About this task:
Line by line, give the data again exactly as it appears, but without pictures.

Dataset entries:
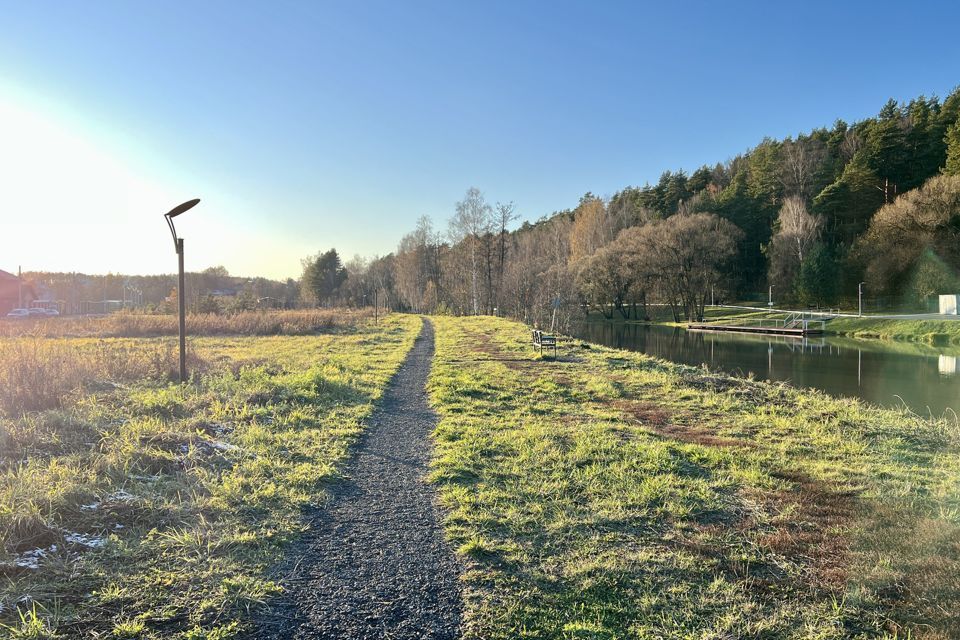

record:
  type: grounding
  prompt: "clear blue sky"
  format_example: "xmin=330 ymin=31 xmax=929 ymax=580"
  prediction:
xmin=1 ymin=0 xmax=958 ymax=279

Answer box:
record:
  type: grounding
  prompt: "clear blue sky"
  format_example: "xmin=330 ymin=31 xmax=929 ymax=580"
  prediction:
xmin=1 ymin=0 xmax=958 ymax=279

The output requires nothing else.